● 課題の内容
次の(a)〜(c)が出典の内容と合っているか、それぞれ「はい」か「いいえ」で答え、決め手になる出典の言葉をそのまま引用してください。
(a) SAIGAとA-SAIGAは、メタGAと島GAを組み合わせて使う。
(b) 提案された方法では、すべての島に同じパラメータを与える。
(c) 提案された方法は、パラメータを適応させるために問題をくり返し解く。

● 出典
しかし,そのほとんどが,少数のパラメータしか同時に適応させることができな い.多数のパラメータを同時に適応させる適応GAは,いくつかあるが, そのほとんどが反復して問題を解くために大きな計算量を必要としていた.

本発表では,合理的な計算量で同時に多数のパラメータの適応を行う自己適応島 GA(Self Adaptive Island GA,以下SAIGA)と 非同期化したSAIGAであるA-SAIGA(Asynchronous-Self Adaptive Island GA,以下A-SAIGA)を提案する.
両提案手法はメタGAと島GAを組み合わせて用いる. 各島に異なるパラメータを与え,各島で解の探索を行いつつ, 解の探索効率を観測する. そして,複数の島から得られた観測結果に基づいて 新しいパラメータを生成し探索を続ける. 並行して多数の観測結果を得ることができるために, 反復することなしに,パラメータの適応を行うことができる.

● 提供データ

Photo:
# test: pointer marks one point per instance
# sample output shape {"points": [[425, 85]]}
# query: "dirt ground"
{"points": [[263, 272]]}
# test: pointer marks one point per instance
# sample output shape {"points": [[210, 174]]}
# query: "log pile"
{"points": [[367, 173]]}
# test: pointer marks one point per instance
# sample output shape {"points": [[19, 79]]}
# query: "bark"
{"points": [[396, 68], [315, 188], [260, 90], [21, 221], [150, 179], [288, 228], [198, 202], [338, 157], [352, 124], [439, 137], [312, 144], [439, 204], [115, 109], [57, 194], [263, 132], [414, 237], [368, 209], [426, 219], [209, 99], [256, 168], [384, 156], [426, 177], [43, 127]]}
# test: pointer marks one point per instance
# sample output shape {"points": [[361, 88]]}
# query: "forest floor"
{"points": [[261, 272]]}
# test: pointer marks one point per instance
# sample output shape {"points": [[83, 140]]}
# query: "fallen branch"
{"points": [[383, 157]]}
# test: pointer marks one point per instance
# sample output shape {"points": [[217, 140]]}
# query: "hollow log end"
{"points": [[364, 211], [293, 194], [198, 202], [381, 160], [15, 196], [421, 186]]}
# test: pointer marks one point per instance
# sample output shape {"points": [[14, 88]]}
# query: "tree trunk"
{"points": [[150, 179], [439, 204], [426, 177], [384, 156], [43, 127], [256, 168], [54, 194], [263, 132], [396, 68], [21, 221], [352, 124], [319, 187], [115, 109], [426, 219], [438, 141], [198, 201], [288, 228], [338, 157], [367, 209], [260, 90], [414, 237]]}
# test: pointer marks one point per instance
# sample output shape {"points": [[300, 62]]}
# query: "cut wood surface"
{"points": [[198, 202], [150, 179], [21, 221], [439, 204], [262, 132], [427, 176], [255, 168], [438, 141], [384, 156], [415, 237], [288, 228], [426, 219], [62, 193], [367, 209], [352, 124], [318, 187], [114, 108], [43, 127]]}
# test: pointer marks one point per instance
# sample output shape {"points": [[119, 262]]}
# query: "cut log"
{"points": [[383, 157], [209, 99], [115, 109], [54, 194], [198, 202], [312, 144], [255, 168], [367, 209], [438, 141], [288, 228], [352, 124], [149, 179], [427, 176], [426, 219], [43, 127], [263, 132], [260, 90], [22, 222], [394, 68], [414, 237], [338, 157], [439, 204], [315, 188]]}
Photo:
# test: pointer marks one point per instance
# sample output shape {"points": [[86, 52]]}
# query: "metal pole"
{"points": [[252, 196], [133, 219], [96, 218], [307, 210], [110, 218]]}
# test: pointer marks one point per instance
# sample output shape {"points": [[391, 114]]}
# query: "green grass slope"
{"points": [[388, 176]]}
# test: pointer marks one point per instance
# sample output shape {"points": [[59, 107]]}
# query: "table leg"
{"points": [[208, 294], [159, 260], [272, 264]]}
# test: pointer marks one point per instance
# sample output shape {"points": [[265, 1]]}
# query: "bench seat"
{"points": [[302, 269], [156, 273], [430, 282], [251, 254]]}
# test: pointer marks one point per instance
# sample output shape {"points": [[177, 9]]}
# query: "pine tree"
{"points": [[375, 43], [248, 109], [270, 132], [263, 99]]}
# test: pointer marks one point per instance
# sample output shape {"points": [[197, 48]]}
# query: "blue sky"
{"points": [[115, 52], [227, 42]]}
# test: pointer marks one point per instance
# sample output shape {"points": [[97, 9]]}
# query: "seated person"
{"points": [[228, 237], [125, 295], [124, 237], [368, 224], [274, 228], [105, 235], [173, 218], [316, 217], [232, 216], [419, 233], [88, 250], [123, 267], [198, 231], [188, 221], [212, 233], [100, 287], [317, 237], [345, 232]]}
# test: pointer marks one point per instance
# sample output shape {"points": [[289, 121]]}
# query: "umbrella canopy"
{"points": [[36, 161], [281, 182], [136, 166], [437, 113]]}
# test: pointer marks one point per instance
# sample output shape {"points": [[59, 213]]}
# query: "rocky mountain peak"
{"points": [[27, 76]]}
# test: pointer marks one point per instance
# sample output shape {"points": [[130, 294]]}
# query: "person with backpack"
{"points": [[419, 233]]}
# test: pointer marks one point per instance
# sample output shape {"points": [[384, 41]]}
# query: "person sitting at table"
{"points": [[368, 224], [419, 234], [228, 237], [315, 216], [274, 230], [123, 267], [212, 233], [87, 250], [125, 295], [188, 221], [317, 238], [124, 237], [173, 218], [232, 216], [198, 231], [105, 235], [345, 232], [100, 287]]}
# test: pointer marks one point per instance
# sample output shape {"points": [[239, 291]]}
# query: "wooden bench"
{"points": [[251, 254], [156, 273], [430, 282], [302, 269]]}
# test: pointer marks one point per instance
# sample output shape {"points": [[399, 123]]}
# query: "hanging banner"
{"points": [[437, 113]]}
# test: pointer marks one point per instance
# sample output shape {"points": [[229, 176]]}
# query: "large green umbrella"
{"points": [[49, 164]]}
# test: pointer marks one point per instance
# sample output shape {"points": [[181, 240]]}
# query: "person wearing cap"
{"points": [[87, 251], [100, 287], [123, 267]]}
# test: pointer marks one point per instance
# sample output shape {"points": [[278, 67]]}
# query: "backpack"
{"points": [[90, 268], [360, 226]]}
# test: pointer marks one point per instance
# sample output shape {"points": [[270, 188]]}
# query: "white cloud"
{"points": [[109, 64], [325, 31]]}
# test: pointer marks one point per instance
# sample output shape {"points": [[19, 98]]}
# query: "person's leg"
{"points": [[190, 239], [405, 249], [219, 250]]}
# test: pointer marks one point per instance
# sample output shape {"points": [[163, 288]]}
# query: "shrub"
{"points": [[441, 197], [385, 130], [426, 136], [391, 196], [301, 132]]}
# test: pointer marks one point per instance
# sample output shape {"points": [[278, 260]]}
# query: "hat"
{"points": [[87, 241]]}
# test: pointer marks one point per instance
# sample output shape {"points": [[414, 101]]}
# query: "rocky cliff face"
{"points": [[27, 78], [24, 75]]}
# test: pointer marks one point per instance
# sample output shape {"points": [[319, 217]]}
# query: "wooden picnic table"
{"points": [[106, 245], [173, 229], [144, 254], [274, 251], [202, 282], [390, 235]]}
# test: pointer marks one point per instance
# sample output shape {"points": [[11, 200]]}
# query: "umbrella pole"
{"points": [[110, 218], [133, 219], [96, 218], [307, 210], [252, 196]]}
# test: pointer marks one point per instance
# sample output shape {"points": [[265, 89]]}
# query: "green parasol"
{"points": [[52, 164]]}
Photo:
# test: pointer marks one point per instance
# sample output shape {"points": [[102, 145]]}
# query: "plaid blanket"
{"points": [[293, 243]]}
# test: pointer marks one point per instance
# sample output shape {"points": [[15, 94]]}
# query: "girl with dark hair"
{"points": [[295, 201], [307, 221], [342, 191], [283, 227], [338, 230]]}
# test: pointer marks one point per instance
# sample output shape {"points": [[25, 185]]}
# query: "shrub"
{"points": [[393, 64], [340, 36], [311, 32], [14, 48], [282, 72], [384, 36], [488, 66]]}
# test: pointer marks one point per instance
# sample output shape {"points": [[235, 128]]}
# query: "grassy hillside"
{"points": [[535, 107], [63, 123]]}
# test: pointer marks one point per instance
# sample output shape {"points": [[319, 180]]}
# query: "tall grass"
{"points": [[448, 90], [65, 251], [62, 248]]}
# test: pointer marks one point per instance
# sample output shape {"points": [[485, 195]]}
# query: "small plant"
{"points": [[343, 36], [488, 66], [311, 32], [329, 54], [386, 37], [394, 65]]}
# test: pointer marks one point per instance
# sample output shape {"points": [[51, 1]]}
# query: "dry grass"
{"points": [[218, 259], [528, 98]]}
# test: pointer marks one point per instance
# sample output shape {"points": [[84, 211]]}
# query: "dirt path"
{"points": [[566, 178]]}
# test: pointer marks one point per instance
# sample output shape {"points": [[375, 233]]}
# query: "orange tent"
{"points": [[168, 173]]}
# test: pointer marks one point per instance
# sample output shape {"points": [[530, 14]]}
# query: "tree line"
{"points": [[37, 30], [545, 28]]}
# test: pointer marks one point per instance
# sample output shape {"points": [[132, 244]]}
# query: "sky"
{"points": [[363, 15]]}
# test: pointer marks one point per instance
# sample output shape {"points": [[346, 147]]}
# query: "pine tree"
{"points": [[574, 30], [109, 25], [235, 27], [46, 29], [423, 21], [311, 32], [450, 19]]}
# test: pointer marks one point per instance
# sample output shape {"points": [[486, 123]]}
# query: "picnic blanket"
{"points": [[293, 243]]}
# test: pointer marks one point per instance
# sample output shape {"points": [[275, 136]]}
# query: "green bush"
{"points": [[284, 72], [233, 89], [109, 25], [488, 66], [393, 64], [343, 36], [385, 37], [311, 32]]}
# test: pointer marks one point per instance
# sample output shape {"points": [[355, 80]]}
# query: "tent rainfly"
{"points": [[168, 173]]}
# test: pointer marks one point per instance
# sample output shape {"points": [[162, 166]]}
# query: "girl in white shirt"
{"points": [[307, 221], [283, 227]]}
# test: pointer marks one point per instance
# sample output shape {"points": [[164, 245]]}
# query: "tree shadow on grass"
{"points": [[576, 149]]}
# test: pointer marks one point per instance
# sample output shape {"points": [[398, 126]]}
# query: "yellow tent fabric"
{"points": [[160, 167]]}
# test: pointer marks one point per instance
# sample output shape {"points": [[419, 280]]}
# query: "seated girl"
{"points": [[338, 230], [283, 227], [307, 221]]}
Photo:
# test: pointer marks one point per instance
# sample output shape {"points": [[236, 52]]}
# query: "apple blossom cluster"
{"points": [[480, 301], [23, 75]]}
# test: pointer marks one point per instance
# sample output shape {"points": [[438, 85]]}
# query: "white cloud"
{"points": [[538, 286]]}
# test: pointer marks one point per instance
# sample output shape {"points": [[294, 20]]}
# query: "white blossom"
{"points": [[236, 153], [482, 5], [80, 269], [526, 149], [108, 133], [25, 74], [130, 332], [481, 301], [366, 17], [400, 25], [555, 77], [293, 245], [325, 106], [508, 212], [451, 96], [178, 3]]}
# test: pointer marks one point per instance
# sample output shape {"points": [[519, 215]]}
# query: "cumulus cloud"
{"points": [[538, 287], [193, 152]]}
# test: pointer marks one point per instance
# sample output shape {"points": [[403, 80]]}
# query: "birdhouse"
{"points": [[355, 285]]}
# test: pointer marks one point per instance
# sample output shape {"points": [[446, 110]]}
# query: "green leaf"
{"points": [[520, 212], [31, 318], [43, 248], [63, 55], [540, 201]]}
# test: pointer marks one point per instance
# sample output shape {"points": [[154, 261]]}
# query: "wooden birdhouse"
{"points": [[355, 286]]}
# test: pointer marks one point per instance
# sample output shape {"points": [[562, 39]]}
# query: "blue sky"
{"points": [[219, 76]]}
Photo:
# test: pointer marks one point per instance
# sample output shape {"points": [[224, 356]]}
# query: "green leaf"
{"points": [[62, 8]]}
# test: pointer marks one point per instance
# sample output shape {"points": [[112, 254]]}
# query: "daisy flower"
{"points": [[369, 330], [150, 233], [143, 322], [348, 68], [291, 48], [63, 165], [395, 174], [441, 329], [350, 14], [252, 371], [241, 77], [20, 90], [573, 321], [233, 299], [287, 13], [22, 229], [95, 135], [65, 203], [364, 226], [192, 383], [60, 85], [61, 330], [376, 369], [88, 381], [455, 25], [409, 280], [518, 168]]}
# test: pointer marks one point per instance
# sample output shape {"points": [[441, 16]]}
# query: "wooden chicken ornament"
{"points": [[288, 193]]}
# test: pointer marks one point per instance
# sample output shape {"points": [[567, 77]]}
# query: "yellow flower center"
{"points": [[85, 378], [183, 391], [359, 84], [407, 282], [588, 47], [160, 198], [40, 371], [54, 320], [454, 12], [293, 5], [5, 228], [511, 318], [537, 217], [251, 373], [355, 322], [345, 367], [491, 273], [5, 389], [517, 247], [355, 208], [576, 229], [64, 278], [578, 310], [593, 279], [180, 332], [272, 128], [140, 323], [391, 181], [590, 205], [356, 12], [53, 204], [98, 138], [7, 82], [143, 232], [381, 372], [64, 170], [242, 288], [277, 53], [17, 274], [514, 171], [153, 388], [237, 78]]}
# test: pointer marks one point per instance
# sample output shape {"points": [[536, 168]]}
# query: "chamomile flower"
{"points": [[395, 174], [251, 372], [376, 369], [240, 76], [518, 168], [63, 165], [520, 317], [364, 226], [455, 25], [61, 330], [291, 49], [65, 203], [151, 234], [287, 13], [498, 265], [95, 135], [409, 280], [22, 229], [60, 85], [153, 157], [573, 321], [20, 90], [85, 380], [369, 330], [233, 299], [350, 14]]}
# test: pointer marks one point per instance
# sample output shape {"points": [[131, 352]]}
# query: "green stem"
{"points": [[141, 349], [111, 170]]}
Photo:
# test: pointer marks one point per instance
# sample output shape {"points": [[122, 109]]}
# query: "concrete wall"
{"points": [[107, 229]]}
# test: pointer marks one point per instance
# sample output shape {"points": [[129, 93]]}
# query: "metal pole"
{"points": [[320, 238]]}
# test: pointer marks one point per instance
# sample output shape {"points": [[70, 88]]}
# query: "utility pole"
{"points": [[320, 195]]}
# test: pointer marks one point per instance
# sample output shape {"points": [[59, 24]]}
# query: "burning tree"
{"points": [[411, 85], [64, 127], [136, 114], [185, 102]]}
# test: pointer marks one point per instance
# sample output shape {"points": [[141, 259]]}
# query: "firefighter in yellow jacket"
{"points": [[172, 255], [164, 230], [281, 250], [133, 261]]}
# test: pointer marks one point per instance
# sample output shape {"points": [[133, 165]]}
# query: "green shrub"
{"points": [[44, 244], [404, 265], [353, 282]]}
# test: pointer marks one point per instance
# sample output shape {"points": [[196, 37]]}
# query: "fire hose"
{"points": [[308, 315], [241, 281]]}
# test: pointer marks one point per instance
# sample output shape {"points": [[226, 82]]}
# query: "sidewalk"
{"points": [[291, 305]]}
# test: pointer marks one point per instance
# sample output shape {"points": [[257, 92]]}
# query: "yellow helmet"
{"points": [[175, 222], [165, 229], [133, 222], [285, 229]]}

● 解答例
(a) はい。「両提案手法はメタGAと島GAを組み合わせて用いる.」
(b) いいえ。「各島に異なるパラメータを与え,」
(c) いいえ。「反復することなしに,パラメータの適応を行うことができる.」